***** TEXT EXCERPT *****
Computes pulse-related statistics from an audio file (WAV or another format supported by Praat) or a precomputed Parselmouth object.

### Arguments:
- `audio_path` (`str`, optional):  
  Path to an audio file supported by Parselmouth (e.g., WAV).  
  **Recommended default usage.** Most users should provide only this argument.

### Advanced options (other arguments):
- `sound_object` (`parselmouth.Sound`, optional):  
  A preloaded Parselmouth `Sound` object. Used to compute `pitch_object` and/or `point_process` if they are not provided.
- `pitch_object` (`parselmouth.Pitch`, optional):  
  A precomputed Parselmouth `Pitch` object. Used to compute the `point_process` if it is not provided.
- `point_process` (`parselmouth.PointProcess`, optional):  
  A precomputed `PointProcess` object. If provided, it is used directly, and `audio_path`, `sound_object`, and `pitch_object` are ignored.
- `min_pitch` (`float`, optional):  
  Minimum pitch to consider (in Hz). Defaults to `75`. Used for pitch estimation if `pitch_object` is not provided.
***** SOURCE RECORDS *****
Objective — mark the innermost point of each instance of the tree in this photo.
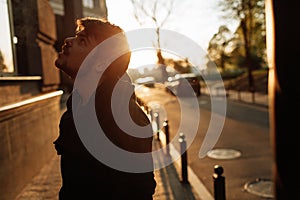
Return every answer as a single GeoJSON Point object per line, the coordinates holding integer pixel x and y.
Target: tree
{"type": "Point", "coordinates": [218, 47]}
{"type": "Point", "coordinates": [157, 12]}
{"type": "Point", "coordinates": [250, 34]}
*****
▶ EXERCISES
A – Reproduce the text on pulse statistics word for word, from start to finish.
B – Quote every line of the records exactly, omitting the picture.
The text and the records come from unrelated sources.

▶ OUTPUTS
A –
Computes pulse-related statistics from an audio file (WAV or another format supported by Praat) or a precomputed Parselmouth object.

### Arguments:
- `audio_path` (`str`, optional):  
  Path to an audio file supported by Parselmouth (e.g., WAV).  
  **Recommended default usage.** Most users should provide only this argument.

### Advanced options (other arguments):
- `sound_object` (`parselmouth.Sound`, optional):  
  A preloaded Parselmouth `Sound` object. Used to compute `pitch_object` and/or `point_process` if they are not provided.
- `pitch_object` (`parselmouth.Pitch`, optional):  
  A precomputed Parselmouth `Pitch` object. Used to compute the `point_process` if it is not provided.
- `point_process` (`parselmouth.PointProcess`, optional):  
  A precomputed `PointProcess` object. If provided, it is used directly, and `audio_path`, `sound_object`, and `pitch_object` are ignored.
- `min_pitch` (`float`, optional):  
  Minimum pitch to consider (in Hz). Defaults to `75`. Used for pitch estimation if `pitch_object` is not provided.

B –
Objective — mark the innermost point of each instance of the tree in this photo.
Return every answer as a single GeoJSON Point object per line, the coordinates holding integer pixel x and y.
Target: tree
{"type": "Point", "coordinates": [218, 47]}
{"type": "Point", "coordinates": [157, 12]}
{"type": "Point", "coordinates": [250, 34]}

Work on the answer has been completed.